_Zu erledigen_. Aktualisiere die folgenden Daten, indem du überall „Target“ durch „Object“ ersetzt und alles andere unverändert lässt.

_Gezeigtes Material_.
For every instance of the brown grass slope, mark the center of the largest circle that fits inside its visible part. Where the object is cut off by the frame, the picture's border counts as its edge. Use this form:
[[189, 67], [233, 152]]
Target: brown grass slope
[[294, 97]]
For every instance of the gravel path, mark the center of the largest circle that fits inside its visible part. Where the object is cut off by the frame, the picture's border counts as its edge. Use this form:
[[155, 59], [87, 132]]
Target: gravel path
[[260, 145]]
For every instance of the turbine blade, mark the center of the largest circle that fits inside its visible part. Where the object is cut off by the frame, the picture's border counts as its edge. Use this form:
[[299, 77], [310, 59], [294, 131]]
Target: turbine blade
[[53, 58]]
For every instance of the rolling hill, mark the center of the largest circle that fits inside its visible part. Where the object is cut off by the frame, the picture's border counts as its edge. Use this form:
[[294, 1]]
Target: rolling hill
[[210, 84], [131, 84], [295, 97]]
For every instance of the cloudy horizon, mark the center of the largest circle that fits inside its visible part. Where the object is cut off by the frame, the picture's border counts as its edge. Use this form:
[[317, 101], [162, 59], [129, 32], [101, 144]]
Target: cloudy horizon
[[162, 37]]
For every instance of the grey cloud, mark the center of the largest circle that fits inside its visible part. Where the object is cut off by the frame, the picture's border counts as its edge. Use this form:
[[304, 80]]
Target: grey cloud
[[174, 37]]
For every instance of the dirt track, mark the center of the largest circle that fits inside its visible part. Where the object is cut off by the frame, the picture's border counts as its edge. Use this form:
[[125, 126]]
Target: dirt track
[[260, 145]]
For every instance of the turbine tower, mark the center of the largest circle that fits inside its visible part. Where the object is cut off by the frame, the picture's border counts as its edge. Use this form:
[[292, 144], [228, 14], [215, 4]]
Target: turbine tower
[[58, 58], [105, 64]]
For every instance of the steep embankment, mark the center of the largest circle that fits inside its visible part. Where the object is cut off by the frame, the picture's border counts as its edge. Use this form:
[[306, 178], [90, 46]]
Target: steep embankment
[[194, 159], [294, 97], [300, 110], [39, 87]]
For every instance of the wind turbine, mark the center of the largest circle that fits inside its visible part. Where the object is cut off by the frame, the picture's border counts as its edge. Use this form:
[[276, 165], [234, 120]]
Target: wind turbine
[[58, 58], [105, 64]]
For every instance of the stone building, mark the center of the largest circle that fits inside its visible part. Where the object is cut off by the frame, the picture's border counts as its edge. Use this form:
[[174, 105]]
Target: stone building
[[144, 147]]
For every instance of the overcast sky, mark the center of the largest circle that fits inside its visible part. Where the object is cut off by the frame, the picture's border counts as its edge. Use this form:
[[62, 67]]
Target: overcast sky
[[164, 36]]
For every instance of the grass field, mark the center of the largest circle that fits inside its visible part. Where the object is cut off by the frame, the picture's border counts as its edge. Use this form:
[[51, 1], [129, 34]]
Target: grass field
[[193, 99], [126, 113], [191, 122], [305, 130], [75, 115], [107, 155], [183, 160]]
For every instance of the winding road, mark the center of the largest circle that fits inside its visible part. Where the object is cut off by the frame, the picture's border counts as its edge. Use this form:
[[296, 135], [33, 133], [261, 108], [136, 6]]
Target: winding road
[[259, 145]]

_Lösung_.
For every instance of the brown grass slope, mark the center of the largest circle that fits inside its visible part. Where the object is cut off by the frame, the picture's border counts as its edge. Use this form:
[[189, 67], [233, 152]]
Object: brown grass slope
[[294, 97]]
For every instance of the gravel path, mark the center of the largest circle that fits inside its visible part. Where the object is cut off by the frame, the picture's border counts as its edge. Use this form:
[[155, 59], [87, 132]]
Object: gravel path
[[260, 145]]
For every instance of the turbine blade, mark the center of the largest circle that fits inside its visible part. Where the object is cut off by the frame, the picture's border counts as its edge. Use this form:
[[299, 77], [310, 59], [294, 131]]
Object: turbine blade
[[53, 58]]
For every instance of the rolling hill, mark the center of the largest circle that fits inside its visible part. Where the object is cut off by the frame, the picture's border counts as its edge. Use this form:
[[294, 1]]
Object: rolling hill
[[210, 84], [131, 84], [295, 97]]
For every instance of the cloudy horizon, mark the center of the largest circle that fits inside its visible part. Where the object is cut off by the frame, the picture's border counts as its edge. Use this form:
[[317, 101], [162, 59], [129, 32], [101, 144]]
Object: cloudy horizon
[[162, 37]]
For every instance of the grey cloud, mark the center of the largest circle that fits inside its visible part. Where the object is cut off by the frame, the picture's border counts as its edge. Use this form:
[[304, 80]]
Object: grey cloud
[[174, 37]]
For every instance of the dirt track, mark the center of the largest circle that fits inside its visible part. Where the object is cut off by the frame, the picture's border counts as its edge. Use this form:
[[125, 126]]
Object: dirt track
[[260, 145]]
For every instance of the turbine tower, mark the center of the largest circle that fits inside its visible part. Where the object is cut off by the frame, the picture's border counts as its edge. Use this form:
[[292, 144], [228, 14], [215, 4]]
Object: turbine tower
[[58, 58], [105, 64]]
For every instance of the steep embankment, mark the center of the largest circle that fits inside its visible part. Where the object is cut off by the frame, the picture's border counts as its edge. Use this form:
[[306, 178], [90, 46]]
Object: steep embankment
[[194, 159], [294, 97], [300, 110], [39, 87]]
For every instance of the wind turbine, mark the center of the largest circle that fits inside its visible part. Where the object is cut off by the frame, the picture's border counts as its edge. Use this form:
[[276, 165], [234, 120]]
Object: wind turbine
[[58, 58], [105, 64]]
For every instance of the stone building, mark the center of the largest circle that fits inside its visible part. Where the object is cut off by the frame, the picture's border counts as its edge. Use this form:
[[174, 105]]
Object: stone building
[[144, 147]]
For every instance of the overcast sky, mark the center of the largest circle that fits inside its visible part. Where the object is cut off by the frame, the picture's border counts as its edge. Use this form:
[[62, 67]]
Object: overcast sky
[[164, 36]]
For every instance of the grass field, mark the center of the largest circle that fits inside its visible part. Where the object is cut off by the frame, the picture's border counts as its edge. Use this form:
[[51, 1], [129, 34]]
Object: grass field
[[193, 99], [126, 113], [191, 122], [305, 130], [75, 115], [107, 155], [183, 160]]
For every instance of the winding road, mark the center of the largest circle that fits inside its visible part. Where the object is cut off by the frame, the picture's border counts as its edge. Use this form:
[[296, 135], [33, 133], [261, 108], [136, 6]]
Object: winding road
[[259, 145]]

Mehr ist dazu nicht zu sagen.